→ **WORK INSTRUCTION**
Each record below must be retyped exactly, with nothing left out.

→ **THE DATA**
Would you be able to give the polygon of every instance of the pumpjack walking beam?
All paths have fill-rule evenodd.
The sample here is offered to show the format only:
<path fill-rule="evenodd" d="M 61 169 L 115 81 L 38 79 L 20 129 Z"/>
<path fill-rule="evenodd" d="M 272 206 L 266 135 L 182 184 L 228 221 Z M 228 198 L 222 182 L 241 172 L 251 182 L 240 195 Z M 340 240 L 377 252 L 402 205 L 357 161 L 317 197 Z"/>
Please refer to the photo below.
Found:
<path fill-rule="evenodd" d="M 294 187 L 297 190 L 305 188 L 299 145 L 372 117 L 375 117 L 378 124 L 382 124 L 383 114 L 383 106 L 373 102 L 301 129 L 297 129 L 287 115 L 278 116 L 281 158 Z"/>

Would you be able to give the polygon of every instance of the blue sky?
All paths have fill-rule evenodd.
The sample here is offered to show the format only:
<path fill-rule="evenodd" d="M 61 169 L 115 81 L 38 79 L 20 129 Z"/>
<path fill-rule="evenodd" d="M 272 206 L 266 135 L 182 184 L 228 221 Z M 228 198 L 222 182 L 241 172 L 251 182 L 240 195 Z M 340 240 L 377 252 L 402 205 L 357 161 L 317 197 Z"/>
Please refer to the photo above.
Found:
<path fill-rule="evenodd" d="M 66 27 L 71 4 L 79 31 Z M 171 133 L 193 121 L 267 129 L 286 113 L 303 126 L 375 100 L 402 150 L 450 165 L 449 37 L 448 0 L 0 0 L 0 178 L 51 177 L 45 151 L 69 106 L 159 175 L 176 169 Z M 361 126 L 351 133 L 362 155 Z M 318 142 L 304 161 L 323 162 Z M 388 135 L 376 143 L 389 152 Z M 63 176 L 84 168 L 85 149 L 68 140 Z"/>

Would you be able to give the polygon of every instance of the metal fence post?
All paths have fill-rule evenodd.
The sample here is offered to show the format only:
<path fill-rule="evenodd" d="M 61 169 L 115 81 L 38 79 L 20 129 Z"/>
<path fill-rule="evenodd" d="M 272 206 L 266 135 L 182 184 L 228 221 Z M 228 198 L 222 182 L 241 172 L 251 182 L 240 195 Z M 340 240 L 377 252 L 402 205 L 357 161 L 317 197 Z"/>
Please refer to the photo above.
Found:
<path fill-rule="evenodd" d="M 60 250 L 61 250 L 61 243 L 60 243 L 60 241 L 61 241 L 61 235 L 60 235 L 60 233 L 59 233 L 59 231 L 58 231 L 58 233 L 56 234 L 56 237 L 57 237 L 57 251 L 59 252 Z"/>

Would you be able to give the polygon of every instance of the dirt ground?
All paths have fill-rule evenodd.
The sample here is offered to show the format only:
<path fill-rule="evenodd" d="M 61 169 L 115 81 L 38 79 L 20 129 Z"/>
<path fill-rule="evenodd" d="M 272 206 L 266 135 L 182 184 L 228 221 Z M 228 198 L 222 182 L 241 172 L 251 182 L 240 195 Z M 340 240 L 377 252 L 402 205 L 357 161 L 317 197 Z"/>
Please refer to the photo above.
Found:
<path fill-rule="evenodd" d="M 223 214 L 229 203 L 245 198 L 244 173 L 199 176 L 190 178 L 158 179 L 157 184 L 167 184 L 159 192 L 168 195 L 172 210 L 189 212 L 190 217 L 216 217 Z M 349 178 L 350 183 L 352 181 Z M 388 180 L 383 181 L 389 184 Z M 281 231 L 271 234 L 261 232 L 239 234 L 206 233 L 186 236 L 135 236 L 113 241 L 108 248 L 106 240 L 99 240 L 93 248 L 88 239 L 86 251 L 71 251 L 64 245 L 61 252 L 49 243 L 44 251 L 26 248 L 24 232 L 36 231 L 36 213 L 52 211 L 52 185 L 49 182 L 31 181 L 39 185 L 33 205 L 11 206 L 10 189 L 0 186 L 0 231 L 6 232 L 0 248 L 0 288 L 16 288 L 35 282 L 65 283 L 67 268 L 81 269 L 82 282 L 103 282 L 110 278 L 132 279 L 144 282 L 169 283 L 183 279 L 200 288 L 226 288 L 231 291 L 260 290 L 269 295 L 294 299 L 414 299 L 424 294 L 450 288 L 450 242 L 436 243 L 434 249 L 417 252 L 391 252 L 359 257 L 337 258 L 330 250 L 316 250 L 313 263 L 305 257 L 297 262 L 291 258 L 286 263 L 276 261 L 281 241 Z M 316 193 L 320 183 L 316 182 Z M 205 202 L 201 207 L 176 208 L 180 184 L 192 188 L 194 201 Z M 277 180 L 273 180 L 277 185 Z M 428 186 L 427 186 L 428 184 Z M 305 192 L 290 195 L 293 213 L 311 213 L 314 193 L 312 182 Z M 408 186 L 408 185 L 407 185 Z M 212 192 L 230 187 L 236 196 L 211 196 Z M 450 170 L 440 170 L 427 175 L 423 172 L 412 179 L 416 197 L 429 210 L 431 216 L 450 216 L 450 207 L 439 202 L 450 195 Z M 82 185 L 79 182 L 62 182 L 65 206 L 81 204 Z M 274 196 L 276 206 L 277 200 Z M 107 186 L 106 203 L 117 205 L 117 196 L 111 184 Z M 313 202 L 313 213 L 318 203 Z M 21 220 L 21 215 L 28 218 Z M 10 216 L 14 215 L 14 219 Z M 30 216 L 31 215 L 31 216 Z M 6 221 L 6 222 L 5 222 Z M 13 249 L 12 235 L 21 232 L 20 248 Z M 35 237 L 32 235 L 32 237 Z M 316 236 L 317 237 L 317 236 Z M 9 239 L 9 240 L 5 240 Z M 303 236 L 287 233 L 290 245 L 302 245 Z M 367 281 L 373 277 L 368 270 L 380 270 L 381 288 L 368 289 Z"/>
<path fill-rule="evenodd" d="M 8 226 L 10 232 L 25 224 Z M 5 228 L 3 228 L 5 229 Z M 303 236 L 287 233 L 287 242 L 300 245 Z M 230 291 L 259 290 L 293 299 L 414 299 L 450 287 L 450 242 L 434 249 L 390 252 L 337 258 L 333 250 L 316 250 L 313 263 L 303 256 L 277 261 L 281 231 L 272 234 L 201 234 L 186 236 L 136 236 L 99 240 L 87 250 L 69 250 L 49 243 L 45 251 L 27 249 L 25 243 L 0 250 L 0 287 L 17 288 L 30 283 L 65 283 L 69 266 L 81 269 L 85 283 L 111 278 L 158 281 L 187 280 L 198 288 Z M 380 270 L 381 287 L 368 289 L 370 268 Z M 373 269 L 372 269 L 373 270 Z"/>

→ **TASK SOLUTION**
Would you be able to give the polygon of every instance of the pumpjack walking beam?
All paths have fill-rule evenodd.
The sample here is offered to show the format only:
<path fill-rule="evenodd" d="M 61 169 L 115 81 L 38 79 L 20 129 Z"/>
<path fill-rule="evenodd" d="M 272 206 L 266 135 L 182 184 L 228 221 Z M 228 198 L 222 182 L 241 172 L 251 182 L 240 195 Z M 340 240 L 377 252 L 402 205 L 357 161 L 317 197 Z"/>
Please refer to the photo below.
Found:
<path fill-rule="evenodd" d="M 294 187 L 297 190 L 305 188 L 299 145 L 372 117 L 375 117 L 378 124 L 382 124 L 383 114 L 383 106 L 373 102 L 301 129 L 297 129 L 287 115 L 278 116 L 281 158 Z"/>

Would you be able to give the polygon of every instance of the blue sky?
All paths have fill-rule evenodd.
The sample here is offered to show the format only:
<path fill-rule="evenodd" d="M 61 169 L 115 81 L 38 79 L 20 129 Z"/>
<path fill-rule="evenodd" d="M 272 206 L 266 135 L 182 184 L 228 221 Z M 228 198 L 222 182 L 241 172 L 251 182 L 240 195 Z M 340 240 L 377 252 L 402 205 L 357 161 L 317 197 Z"/>
Please refer to the photo above.
Found:
<path fill-rule="evenodd" d="M 66 27 L 71 4 L 79 31 Z M 171 133 L 193 121 L 267 129 L 286 113 L 303 126 L 375 100 L 402 150 L 450 165 L 449 37 L 448 0 L 0 0 L 0 178 L 51 177 L 45 151 L 69 106 L 159 175 L 176 169 Z M 361 126 L 351 133 L 362 155 Z M 318 142 L 304 161 L 323 162 Z M 388 135 L 376 143 L 389 152 Z M 63 176 L 84 168 L 85 149 L 68 140 Z"/>

Would you be able to give the polygon of every instance of the metal fence post?
All paths have fill-rule evenodd.
The sample here is offered to show the format only:
<path fill-rule="evenodd" d="M 61 169 L 115 81 L 38 79 L 20 129 Z"/>
<path fill-rule="evenodd" d="M 272 206 L 266 135 L 182 184 L 228 221 Z M 228 198 L 222 182 L 241 172 L 251 182 L 240 195 Z M 340 240 L 377 252 L 402 205 L 357 161 L 317 197 Z"/>
Please refer to the photo above.
Found:
<path fill-rule="evenodd" d="M 60 250 L 61 250 L 61 243 L 60 243 L 60 241 L 61 241 L 61 235 L 60 235 L 60 233 L 59 233 L 59 231 L 58 231 L 58 233 L 56 234 L 56 237 L 57 237 L 57 251 L 59 252 Z"/>

Would you be able to give the polygon of every instance of the dirt ground?
All paths have fill-rule evenodd.
The sample here is offered to show the format only:
<path fill-rule="evenodd" d="M 61 169 L 115 81 L 38 79 L 20 129 Z"/>
<path fill-rule="evenodd" d="M 272 206 L 266 135 L 182 184 L 228 221 Z M 228 198 L 222 182 L 241 172 L 251 182 L 240 195 Z M 340 240 L 377 252 L 402 205 L 357 161 L 317 197 Z"/>
Please refer to the photo above.
Found:
<path fill-rule="evenodd" d="M 223 214 L 229 203 L 245 198 L 244 173 L 199 176 L 190 178 L 158 179 L 157 184 L 167 184 L 159 192 L 168 195 L 172 210 L 189 212 L 190 217 L 216 217 Z M 349 178 L 350 183 L 352 181 Z M 388 180 L 383 181 L 389 184 Z M 281 231 L 271 234 L 261 232 L 239 234 L 206 233 L 186 236 L 135 236 L 113 241 L 108 248 L 106 240 L 99 240 L 93 248 L 88 239 L 86 251 L 71 251 L 64 245 L 61 252 L 49 243 L 44 251 L 26 248 L 24 232 L 36 231 L 36 213 L 52 211 L 52 185 L 49 182 L 31 181 L 39 185 L 33 205 L 11 206 L 10 189 L 0 186 L 0 231 L 6 232 L 0 248 L 0 288 L 16 288 L 35 282 L 65 283 L 67 268 L 81 269 L 82 282 L 103 282 L 110 278 L 132 279 L 144 282 L 169 283 L 183 279 L 200 288 L 226 288 L 231 291 L 260 290 L 269 295 L 294 299 L 414 299 L 424 294 L 450 288 L 450 242 L 436 243 L 434 249 L 417 252 L 391 252 L 359 257 L 337 258 L 330 250 L 316 250 L 313 263 L 305 257 L 297 262 L 291 258 L 286 263 L 276 261 L 281 241 Z M 316 193 L 320 183 L 316 182 Z M 205 202 L 201 207 L 176 208 L 180 184 L 192 188 L 194 201 Z M 277 180 L 273 180 L 277 185 Z M 428 186 L 427 186 L 428 184 Z M 305 192 L 290 195 L 293 213 L 311 213 L 314 193 L 312 182 Z M 408 186 L 408 185 L 407 185 Z M 212 192 L 230 187 L 236 196 L 211 196 Z M 450 170 L 440 170 L 427 175 L 423 172 L 412 179 L 416 197 L 429 210 L 431 216 L 450 216 L 450 207 L 439 202 L 450 195 Z M 82 185 L 79 182 L 62 182 L 65 206 L 81 204 Z M 274 196 L 276 206 L 277 200 Z M 107 186 L 106 203 L 117 205 L 117 196 L 111 184 Z M 313 202 L 313 213 L 318 203 Z M 21 220 L 21 215 L 28 218 Z M 10 216 L 14 215 L 14 219 Z M 30 216 L 31 215 L 31 216 Z M 6 221 L 6 222 L 5 222 Z M 13 249 L 12 235 L 21 232 L 20 248 Z M 35 237 L 32 235 L 32 237 Z M 316 236 L 317 237 L 317 236 Z M 9 239 L 9 240 L 5 240 Z M 303 236 L 287 233 L 290 245 L 302 245 Z M 367 281 L 373 277 L 368 270 L 380 270 L 381 288 L 368 289 Z"/>
<path fill-rule="evenodd" d="M 8 226 L 10 232 L 25 224 Z M 5 228 L 3 228 L 5 229 Z M 303 236 L 287 233 L 287 242 L 300 245 Z M 230 291 L 259 290 L 293 299 L 414 299 L 450 287 L 450 242 L 434 249 L 390 252 L 337 258 L 333 250 L 316 250 L 313 263 L 303 256 L 277 261 L 281 231 L 272 234 L 201 234 L 186 236 L 136 236 L 99 240 L 87 250 L 69 250 L 49 243 L 45 251 L 27 249 L 25 243 L 0 250 L 0 287 L 17 288 L 30 283 L 65 283 L 69 266 L 81 269 L 85 283 L 111 278 L 158 281 L 187 280 L 198 288 Z M 380 270 L 381 287 L 368 289 L 370 268 Z M 373 269 L 372 269 L 373 270 Z"/>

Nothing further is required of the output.